━━━━━ Data records ━━━━━

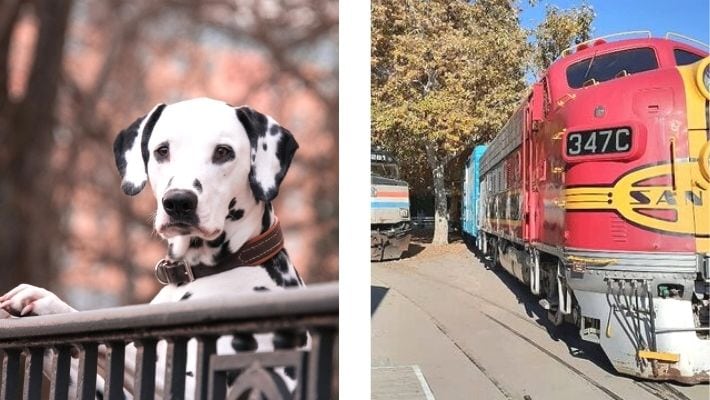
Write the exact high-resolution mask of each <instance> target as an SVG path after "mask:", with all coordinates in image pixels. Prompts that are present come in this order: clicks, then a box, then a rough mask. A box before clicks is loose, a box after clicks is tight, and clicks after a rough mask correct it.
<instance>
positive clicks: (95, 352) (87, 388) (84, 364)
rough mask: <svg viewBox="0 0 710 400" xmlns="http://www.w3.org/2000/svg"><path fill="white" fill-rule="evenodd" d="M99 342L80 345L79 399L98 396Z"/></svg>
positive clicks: (91, 399)
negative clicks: (96, 395)
mask: <svg viewBox="0 0 710 400" xmlns="http://www.w3.org/2000/svg"><path fill="white" fill-rule="evenodd" d="M98 347H99V346H98V344H96V343H82V344H81V345H79V383H78V389H79V399H80V400H93V399H95V398H96V361H97V355H98Z"/></svg>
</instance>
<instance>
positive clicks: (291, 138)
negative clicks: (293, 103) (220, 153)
mask: <svg viewBox="0 0 710 400" xmlns="http://www.w3.org/2000/svg"><path fill="white" fill-rule="evenodd" d="M236 112H237V118H238V119H239V122H241V123H242V125H243V126H244V129H245V130H246V132H247V136H249V143H250V144H251V171H249V183H250V185H251V189H252V192H254V197H256V199H257V200H261V201H271V200H273V199H274V197H276V195H277V194H278V193H279V185H280V184H281V181H282V180H283V178H284V176H285V175H286V172H287V171H288V167H289V166H290V165H291V160H292V159H293V155H294V153H295V152H296V149H298V143H296V139H294V137H293V135H292V134H291V132H289V131H288V129H286V128H284V127H282V126H281V125H279V124H278V123H276V121H274V120H273V119H272V118H271V117H269V116H267V115H264V114H262V113H260V112H258V111H255V110H253V109H251V108H249V107H238V108H236Z"/></svg>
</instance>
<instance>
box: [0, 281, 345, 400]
mask: <svg viewBox="0 0 710 400" xmlns="http://www.w3.org/2000/svg"><path fill="white" fill-rule="evenodd" d="M306 331H307V332H308V335H309V337H310V338H309V342H310V343H309V346H306V347H303V346H301V344H302V343H299V341H298V340H296V339H294V338H297V337H299V336H300V337H301V338H302V339H303V338H305V337H306V336H305V332H306ZM262 333H271V334H273V340H272V342H270V343H273V347H274V350H273V351H269V352H262V351H258V352H257V351H254V350H255V349H256V347H257V345H256V341H255V339H254V334H257V335H258V334H262ZM337 337H338V285H337V283H328V284H320V285H312V286H310V287H308V288H303V289H288V290H283V291H278V292H277V291H273V292H259V293H252V294H247V295H235V296H233V297H218V298H214V299H207V298H205V299H189V300H186V301H181V302H178V303H167V304H156V305H138V306H127V307H118V308H110V309H103V310H93V311H83V312H77V313H68V314H56V315H49V316H41V317H24V318H16V319H7V320H0V356H1V357H2V372H1V380H0V399H1V400H6V399H18V398H20V397H22V398H23V399H40V398H47V396H48V397H49V398H50V399H67V398H70V397H72V398H73V397H74V396H76V397H77V398H79V399H94V398H96V396H97V389H103V397H104V398H108V399H118V398H124V397H125V396H126V394H128V395H129V397H130V396H134V397H135V398H137V399H153V398H170V399H181V398H195V399H224V398H229V399H262V398H266V399H286V398H288V399H291V398H293V399H301V400H304V399H329V398H331V397H332V396H333V394H334V386H333V385H334V382H335V372H334V371H336V370H337V362H338V361H337V359H338V356H337V347H336V346H337ZM220 338H222V339H227V343H231V347H232V348H233V349H236V350H238V351H237V352H236V354H235V353H234V352H233V351H230V352H229V353H230V354H222V353H221V352H219V353H218V351H217V348H218V347H220V348H221V347H223V346H222V345H223V344H224V340H222V341H220V343H219V344H218V339H220ZM230 340H231V342H230ZM230 350H231V349H230ZM262 350H263V349H262ZM163 357H164V359H163ZM281 368H284V369H281ZM161 371H164V374H160V372H161ZM278 371H281V373H277V372H278ZM284 371H288V373H286V374H287V375H288V376H289V377H293V378H294V381H292V383H294V382H295V388H293V387H292V388H290V389H289V388H288V387H287V386H288V385H287V383H286V381H287V379H286V378H282V377H283V376H284ZM156 372H157V373H158V378H157V379H156ZM43 375H44V376H45V377H46V379H48V380H49V390H48V393H44V394H43V393H42V386H43ZM193 379H194V381H192V380H193ZM186 381H190V382H191V385H187V387H186ZM102 382H103V385H102ZM156 382H157V383H156ZM190 386H194V388H192V389H193V390H194V392H193V391H191V390H190V389H191V388H190ZM70 388H71V389H70ZM75 393H76V394H75Z"/></svg>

━━━━━

§ **Exercise requirements**: Copy the rows from the top through the line that has "positive clicks: (95, 352)", switching every "rough mask" to "coarse mask" and leaving everything else the same. Don't include the pictures.

§ **Final answer**:
Write the exact high-resolution mask of each <instance> target as an SVG path after "mask:", with all coordinates in image pixels. Prompts that are present come in this order: clicks, then a box, then a coarse mask. A box before clicks is loose, a box after clicks is tight, and clicks after a coarse mask correct it.
<instance>
positive clicks: (95, 352) (87, 388) (84, 364)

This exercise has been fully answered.